- **Provided passage**
The governor said damming the flow of federal dollars to Planned Parenthood holds the group accountable for "coloring outside the lines," but won't affect educational programs to prevent teen pregnancy and sexually transmitted diseases (STDs).

Federal and state money is already prevented by law from going toward abortion services.

The anti-abortion Center for Medical Progress says the tapes show the organization illegally sells fetal tissue for profit.

Planned Parenthood maintains it receives legal payments only for the cost associated with providing the tissue. And such tissue transfers require the mother's consent.

Last year, Planned Parenthood performed 1,602 abortions in Utah. It provided birth control to roughly 23,000 patients, as well as breast and testicular screenings to about 25,000, according to its annual report.

While Planned Parenthood organizers estimated their crowd on the Capitol steps at 2,500, about 50 anti-abortion protesters struck a quieter tone inside the Capitol Rotunda, holding signs and taking turns speaking from a podium.

- **Material supplied**
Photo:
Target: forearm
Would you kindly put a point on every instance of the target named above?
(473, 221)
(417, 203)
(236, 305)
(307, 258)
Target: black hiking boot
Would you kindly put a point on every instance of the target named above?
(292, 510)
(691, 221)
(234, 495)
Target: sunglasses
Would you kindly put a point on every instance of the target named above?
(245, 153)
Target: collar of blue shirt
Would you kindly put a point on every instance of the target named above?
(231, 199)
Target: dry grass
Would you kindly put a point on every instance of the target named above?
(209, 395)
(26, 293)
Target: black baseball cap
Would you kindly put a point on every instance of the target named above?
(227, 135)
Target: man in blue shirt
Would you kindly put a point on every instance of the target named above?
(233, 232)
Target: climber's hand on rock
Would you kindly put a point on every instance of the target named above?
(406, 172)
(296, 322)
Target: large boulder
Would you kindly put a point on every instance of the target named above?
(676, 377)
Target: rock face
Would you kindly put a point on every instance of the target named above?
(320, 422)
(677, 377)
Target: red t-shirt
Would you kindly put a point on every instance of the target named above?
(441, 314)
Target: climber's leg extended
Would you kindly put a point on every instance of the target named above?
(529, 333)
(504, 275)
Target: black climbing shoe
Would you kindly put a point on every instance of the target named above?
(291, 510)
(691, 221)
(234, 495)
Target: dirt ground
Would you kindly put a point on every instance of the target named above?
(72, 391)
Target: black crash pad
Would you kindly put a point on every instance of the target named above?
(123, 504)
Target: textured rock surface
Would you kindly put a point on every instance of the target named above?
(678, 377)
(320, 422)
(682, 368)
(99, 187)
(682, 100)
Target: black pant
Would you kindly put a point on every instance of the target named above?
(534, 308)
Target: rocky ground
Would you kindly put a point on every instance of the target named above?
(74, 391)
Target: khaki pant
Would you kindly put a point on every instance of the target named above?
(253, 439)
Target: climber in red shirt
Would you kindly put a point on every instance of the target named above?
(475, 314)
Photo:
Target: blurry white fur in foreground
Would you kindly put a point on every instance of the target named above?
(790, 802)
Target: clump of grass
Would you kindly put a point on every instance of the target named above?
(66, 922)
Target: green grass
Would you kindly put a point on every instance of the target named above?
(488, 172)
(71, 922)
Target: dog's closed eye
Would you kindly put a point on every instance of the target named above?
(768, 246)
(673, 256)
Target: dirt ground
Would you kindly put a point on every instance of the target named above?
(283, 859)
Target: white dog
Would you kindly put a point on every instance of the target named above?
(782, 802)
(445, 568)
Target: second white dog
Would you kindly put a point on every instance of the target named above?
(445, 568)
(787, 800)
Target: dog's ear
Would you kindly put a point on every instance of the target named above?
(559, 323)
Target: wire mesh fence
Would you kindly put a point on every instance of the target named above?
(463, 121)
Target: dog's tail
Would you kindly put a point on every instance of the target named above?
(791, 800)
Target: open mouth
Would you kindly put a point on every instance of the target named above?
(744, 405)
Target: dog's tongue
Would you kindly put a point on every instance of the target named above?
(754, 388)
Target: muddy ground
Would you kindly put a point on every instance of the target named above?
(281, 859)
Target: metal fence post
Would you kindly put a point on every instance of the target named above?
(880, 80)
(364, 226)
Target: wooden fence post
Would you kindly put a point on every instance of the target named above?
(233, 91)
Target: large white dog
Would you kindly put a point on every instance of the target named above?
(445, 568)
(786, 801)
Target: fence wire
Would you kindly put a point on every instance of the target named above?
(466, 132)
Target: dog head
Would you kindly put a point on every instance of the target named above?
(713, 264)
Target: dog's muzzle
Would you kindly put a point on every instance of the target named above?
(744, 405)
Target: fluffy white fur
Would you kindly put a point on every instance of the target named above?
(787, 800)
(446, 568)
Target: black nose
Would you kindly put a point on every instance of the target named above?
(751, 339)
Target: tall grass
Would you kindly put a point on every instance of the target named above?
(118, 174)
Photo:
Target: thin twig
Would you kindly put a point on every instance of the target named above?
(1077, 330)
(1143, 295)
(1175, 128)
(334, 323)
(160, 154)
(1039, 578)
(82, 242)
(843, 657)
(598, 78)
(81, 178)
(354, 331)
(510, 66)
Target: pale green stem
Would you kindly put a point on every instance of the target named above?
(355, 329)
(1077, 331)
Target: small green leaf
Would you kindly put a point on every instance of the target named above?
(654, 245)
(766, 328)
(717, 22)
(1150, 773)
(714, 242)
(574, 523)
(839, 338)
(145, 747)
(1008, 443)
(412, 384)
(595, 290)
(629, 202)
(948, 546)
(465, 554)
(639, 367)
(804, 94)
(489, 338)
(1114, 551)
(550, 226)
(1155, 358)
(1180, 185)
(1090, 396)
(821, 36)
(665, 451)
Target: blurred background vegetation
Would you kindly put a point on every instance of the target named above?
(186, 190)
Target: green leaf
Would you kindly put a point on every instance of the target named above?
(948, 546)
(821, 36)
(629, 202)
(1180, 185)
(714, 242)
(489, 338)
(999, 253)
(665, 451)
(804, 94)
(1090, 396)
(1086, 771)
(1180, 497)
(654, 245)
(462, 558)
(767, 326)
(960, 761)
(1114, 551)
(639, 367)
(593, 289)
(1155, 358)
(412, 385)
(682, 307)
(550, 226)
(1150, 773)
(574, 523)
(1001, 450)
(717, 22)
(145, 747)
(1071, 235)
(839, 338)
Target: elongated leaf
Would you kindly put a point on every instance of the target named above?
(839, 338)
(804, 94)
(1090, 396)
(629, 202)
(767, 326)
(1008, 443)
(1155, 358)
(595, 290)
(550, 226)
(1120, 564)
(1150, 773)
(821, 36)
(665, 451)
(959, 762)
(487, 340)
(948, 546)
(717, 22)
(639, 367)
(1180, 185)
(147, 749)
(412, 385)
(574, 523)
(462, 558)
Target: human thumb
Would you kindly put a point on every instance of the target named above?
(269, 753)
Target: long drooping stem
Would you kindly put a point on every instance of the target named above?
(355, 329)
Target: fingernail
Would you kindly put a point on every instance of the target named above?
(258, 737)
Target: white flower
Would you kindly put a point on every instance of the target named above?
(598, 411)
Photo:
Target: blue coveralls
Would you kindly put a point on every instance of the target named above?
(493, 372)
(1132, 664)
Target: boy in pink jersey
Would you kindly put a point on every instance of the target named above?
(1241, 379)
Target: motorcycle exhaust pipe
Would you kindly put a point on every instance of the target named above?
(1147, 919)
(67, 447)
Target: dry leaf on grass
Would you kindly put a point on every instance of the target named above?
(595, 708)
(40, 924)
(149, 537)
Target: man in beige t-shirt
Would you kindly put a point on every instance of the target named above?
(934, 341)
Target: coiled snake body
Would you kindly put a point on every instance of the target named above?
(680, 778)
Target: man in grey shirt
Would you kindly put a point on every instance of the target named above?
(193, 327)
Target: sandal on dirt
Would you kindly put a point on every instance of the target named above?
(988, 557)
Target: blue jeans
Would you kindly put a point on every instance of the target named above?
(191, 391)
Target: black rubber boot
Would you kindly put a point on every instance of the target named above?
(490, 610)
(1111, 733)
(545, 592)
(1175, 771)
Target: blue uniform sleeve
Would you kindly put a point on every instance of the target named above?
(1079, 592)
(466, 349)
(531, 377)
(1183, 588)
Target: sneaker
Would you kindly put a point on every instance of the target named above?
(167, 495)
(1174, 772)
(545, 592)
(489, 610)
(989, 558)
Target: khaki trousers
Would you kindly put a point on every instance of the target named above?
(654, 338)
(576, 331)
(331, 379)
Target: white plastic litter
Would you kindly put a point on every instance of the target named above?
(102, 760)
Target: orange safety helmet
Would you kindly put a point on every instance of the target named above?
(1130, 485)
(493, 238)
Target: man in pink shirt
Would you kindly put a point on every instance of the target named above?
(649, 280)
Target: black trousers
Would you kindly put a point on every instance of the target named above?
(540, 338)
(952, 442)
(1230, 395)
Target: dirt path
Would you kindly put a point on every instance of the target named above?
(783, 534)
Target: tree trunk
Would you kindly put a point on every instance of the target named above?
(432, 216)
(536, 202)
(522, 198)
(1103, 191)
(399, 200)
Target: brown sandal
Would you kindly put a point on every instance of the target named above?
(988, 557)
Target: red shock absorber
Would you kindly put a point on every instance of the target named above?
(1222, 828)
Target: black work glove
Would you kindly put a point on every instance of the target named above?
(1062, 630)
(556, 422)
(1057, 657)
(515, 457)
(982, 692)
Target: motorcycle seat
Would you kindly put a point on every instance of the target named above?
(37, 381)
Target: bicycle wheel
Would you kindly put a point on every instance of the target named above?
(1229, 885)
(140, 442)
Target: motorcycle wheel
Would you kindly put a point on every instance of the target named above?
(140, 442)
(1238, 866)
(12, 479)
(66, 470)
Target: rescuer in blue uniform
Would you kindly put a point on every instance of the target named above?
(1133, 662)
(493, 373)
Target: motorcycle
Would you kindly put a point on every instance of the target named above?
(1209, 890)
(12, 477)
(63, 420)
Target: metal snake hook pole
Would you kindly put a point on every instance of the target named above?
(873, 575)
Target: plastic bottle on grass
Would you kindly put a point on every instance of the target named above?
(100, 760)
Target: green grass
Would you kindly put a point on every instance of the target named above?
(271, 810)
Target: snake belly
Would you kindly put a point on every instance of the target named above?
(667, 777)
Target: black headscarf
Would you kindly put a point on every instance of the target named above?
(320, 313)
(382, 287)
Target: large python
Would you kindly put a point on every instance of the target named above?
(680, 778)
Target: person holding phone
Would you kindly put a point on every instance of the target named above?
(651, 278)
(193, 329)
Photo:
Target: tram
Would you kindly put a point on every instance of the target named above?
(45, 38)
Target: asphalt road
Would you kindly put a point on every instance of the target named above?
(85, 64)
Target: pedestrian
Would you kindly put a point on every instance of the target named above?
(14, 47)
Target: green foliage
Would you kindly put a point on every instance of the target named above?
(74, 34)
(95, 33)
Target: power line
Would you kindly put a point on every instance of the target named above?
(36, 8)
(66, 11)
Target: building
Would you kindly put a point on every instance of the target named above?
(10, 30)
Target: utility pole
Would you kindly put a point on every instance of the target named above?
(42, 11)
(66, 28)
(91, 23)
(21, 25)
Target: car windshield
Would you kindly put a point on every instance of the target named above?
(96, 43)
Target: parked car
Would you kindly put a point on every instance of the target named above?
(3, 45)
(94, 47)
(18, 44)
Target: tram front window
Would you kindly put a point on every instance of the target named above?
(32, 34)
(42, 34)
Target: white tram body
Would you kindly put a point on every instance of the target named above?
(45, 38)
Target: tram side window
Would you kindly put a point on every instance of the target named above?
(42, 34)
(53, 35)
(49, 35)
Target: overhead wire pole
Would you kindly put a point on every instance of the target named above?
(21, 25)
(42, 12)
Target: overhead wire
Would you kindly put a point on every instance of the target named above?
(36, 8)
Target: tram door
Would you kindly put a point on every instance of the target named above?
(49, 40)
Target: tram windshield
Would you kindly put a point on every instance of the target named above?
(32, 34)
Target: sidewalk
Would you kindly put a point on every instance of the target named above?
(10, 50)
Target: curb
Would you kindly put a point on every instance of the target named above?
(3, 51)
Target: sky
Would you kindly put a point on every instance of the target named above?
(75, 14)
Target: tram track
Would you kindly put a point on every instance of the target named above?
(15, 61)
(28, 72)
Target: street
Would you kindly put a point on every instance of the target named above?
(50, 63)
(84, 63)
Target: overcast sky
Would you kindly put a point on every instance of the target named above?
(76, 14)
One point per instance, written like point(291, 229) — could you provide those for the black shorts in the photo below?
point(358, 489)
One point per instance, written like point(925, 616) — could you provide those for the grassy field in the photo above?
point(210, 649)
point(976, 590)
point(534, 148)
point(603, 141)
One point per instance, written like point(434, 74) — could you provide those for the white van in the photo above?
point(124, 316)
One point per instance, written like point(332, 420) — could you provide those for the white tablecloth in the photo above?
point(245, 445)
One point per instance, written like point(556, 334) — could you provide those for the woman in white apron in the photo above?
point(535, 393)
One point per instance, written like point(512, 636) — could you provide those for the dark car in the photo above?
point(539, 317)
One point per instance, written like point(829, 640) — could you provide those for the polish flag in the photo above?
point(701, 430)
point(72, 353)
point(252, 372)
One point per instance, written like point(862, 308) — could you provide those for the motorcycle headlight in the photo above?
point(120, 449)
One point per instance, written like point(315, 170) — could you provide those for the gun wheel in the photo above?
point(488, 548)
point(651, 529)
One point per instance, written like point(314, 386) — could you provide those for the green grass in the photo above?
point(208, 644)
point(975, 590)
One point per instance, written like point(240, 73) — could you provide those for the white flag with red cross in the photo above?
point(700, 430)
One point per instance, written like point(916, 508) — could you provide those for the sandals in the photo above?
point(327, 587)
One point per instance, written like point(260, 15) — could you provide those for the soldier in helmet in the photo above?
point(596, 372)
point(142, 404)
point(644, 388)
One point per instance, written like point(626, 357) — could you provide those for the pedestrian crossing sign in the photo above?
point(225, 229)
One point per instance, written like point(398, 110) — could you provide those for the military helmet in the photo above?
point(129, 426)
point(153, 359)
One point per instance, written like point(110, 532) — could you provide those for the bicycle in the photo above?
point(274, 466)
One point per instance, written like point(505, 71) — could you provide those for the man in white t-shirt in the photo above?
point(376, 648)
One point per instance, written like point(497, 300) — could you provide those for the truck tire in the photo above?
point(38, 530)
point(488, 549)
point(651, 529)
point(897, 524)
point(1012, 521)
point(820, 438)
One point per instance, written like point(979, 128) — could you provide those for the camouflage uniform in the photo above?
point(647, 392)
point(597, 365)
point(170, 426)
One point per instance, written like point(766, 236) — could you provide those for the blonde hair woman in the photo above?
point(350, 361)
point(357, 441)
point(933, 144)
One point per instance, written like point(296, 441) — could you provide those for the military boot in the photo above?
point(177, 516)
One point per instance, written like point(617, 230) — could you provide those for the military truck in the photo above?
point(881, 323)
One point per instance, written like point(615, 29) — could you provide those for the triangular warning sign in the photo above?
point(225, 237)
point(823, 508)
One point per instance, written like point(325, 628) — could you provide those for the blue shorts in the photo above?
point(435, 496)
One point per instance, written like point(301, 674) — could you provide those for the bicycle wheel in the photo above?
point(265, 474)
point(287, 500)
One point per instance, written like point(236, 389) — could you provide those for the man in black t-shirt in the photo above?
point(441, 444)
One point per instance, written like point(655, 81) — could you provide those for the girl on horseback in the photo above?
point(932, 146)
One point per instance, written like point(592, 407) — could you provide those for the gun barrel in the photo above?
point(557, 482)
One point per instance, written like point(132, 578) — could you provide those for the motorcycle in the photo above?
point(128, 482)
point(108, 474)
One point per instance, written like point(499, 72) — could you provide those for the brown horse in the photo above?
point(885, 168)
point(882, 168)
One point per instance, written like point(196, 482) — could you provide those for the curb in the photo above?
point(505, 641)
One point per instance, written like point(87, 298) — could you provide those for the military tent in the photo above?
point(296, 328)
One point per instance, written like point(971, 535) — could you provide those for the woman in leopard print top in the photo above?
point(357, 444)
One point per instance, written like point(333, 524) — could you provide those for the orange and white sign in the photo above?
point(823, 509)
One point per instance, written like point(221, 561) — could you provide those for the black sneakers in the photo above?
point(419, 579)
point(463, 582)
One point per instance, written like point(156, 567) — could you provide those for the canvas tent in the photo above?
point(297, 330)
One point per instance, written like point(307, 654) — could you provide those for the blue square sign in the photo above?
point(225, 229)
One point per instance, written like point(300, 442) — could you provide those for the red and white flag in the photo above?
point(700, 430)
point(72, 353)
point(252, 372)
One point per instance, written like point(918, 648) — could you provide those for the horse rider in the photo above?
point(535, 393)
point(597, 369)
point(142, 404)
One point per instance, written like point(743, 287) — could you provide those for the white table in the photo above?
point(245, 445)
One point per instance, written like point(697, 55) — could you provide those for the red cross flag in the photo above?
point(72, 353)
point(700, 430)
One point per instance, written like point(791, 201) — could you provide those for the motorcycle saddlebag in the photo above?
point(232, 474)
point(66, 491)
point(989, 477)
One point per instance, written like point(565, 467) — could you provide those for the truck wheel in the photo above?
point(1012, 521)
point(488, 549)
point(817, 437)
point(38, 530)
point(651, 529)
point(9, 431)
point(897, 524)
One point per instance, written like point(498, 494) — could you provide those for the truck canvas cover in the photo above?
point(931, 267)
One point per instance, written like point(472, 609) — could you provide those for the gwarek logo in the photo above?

- **Directions**
Edit the article on Planned Parenthood funding by rewriting everything from "Federal and state" down to "tissue for profit.", with "abortion services" replaced by "abortion procedures". The material has no connection to the article on Planned Parenthood funding.

- **Task output**
Federal and state money is already prevented by law from going toward abortion procedures.

The anti-abortion Center for Medical Progress says the tapes show the organization illegally sells fetal tissue for profit.